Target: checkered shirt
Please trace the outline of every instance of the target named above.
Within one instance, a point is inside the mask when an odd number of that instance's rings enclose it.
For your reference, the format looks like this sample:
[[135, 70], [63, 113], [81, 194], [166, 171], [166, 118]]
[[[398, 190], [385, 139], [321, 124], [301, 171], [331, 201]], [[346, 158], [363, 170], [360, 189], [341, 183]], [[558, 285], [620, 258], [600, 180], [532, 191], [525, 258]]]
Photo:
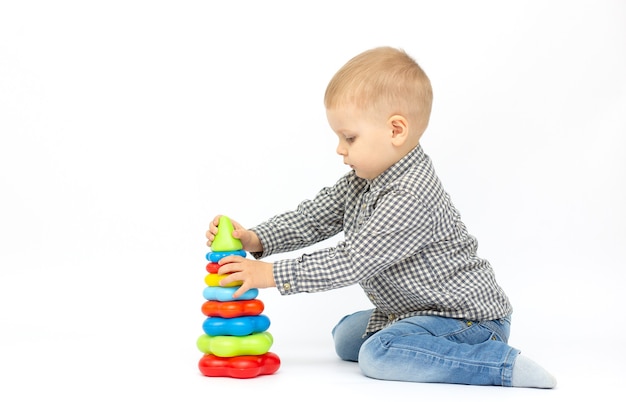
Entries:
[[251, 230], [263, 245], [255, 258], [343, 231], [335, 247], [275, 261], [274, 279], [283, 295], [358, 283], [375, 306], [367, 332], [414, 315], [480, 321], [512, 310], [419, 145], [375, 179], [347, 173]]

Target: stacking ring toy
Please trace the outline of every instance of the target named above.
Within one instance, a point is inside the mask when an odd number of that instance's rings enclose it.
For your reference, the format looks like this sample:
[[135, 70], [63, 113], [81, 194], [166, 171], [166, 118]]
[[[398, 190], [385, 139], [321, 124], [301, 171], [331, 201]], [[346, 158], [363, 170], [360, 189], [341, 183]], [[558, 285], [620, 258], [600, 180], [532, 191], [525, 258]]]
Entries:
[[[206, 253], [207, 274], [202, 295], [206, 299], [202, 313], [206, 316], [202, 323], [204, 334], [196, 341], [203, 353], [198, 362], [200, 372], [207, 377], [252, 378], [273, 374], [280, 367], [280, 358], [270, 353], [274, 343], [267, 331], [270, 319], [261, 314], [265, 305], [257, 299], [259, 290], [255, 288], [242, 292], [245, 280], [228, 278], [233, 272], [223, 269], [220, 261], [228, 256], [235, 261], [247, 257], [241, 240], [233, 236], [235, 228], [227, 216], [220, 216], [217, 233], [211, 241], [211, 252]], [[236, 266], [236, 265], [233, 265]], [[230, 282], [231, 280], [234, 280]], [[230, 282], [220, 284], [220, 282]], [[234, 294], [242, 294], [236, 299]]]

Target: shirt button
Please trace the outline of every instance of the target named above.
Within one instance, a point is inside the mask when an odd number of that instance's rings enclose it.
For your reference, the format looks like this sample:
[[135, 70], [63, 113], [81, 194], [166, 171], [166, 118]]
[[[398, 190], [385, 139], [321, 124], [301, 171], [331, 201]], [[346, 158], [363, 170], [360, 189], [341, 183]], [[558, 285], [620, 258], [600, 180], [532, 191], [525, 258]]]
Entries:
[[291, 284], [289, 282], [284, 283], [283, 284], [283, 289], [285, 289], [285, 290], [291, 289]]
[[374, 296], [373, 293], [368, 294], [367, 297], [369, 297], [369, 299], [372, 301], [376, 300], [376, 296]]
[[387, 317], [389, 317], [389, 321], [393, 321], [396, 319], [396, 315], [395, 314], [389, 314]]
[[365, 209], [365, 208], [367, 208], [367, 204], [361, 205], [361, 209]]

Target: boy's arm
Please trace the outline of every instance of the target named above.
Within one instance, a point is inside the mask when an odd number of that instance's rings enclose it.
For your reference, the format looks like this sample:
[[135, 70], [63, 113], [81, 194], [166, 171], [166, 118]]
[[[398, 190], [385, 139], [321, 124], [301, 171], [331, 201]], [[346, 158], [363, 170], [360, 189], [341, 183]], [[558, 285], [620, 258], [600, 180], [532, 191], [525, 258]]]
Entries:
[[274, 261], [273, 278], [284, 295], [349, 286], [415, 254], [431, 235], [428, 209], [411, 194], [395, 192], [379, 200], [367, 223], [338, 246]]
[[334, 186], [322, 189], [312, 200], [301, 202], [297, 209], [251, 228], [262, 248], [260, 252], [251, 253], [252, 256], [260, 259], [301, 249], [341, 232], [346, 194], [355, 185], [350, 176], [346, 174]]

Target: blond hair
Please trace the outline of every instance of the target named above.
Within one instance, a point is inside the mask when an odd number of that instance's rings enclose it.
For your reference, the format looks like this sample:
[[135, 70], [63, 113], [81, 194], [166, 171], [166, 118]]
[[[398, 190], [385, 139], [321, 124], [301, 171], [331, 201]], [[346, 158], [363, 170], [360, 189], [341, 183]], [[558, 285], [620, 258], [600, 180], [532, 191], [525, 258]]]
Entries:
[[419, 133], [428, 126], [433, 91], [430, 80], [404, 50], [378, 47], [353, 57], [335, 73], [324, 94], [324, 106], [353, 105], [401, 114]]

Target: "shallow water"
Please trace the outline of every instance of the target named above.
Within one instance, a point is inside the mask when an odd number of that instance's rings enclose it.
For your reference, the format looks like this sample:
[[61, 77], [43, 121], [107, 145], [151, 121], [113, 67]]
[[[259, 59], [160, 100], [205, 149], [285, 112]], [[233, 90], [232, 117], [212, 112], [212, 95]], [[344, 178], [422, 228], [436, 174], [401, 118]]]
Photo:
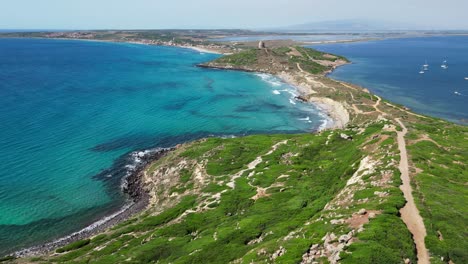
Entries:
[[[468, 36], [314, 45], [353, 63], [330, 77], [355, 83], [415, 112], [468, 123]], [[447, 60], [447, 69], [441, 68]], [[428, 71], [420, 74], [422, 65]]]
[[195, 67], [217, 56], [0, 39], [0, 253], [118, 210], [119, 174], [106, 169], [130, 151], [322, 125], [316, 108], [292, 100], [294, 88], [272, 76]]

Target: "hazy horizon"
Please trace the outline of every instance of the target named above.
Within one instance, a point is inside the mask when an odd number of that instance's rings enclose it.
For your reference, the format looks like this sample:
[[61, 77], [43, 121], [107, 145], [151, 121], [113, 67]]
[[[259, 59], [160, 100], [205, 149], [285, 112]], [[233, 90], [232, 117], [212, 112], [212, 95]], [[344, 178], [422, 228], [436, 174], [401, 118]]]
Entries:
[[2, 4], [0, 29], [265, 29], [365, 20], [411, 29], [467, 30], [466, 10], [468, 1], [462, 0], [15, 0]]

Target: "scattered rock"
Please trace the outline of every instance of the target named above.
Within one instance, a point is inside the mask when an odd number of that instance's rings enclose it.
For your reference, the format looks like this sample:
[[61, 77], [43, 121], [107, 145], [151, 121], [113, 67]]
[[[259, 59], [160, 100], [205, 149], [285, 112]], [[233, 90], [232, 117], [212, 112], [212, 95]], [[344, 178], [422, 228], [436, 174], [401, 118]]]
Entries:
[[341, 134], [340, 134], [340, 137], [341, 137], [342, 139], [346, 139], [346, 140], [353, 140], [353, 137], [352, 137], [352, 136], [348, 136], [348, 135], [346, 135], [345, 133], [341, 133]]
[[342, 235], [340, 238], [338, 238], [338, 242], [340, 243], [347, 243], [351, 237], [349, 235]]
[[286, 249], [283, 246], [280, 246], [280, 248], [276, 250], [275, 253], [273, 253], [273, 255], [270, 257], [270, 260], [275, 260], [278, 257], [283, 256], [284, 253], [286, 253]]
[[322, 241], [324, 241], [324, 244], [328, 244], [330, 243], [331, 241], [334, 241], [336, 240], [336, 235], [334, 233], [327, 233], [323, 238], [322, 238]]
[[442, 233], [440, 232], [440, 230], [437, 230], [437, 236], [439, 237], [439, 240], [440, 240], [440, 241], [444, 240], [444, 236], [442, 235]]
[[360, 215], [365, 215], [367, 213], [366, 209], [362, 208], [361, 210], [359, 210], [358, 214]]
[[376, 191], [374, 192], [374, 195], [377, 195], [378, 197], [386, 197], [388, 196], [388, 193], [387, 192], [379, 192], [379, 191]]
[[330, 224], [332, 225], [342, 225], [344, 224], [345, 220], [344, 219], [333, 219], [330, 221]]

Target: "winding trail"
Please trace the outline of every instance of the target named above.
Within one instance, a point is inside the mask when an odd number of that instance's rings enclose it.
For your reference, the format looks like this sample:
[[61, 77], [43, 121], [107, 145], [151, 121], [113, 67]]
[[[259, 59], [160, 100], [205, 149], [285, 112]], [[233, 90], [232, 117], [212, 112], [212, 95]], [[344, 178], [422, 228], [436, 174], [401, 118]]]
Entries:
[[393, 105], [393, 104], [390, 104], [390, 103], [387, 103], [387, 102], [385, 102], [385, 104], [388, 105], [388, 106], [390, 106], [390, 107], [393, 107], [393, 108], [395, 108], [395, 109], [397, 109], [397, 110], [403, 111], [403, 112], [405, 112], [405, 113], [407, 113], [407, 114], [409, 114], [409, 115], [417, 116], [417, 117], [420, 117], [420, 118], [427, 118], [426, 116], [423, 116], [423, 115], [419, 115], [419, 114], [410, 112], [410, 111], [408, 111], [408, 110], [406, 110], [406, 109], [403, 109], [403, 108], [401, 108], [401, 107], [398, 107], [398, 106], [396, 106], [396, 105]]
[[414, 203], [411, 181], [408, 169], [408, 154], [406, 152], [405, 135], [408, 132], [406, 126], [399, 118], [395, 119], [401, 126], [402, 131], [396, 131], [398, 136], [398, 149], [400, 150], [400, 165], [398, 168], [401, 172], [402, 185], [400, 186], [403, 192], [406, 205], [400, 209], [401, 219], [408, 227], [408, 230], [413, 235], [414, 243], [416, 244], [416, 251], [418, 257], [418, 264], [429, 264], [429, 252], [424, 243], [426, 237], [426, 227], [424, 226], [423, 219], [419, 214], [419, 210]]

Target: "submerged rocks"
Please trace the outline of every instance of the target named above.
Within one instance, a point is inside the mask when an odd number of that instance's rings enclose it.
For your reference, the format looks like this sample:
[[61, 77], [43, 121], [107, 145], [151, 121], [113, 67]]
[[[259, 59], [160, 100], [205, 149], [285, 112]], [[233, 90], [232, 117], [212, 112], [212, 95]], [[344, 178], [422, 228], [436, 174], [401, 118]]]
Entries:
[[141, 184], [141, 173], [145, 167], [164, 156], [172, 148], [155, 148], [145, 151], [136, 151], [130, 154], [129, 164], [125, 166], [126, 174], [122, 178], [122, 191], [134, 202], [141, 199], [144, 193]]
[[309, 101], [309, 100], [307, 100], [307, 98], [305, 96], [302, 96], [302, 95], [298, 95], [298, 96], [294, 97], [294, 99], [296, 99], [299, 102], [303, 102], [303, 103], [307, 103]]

______

- EXERCISE DETAILS
The line with "Target: stacking ring toy" ends the range, and the first line of the data begins it; repeat exactly those lines and nothing more, omitting pictures.

- TASK RESPONSE
Target: checkered shirt
Please trace the outline of every instance of the target named above.
Within one instance, a point is inside the mask when an odd number of that instance's rings enclose it.
For your reference, the format looks like this sample:
[[135, 70], [63, 113], [81, 194], [166, 171], [166, 118]]
[[[398, 190], [385, 139], [321, 124], [301, 171], [331, 201]], [[346, 158], [363, 170], [360, 189], [341, 183]], [[558, 285], [620, 258], [600, 180], [532, 191], [525, 258]]]
Photo:
Entries:
[[251, 230], [263, 245], [255, 258], [343, 231], [335, 247], [275, 261], [274, 279], [283, 295], [358, 283], [375, 306], [367, 332], [414, 315], [480, 321], [512, 310], [419, 145], [375, 179], [347, 173]]

Target: stacking ring toy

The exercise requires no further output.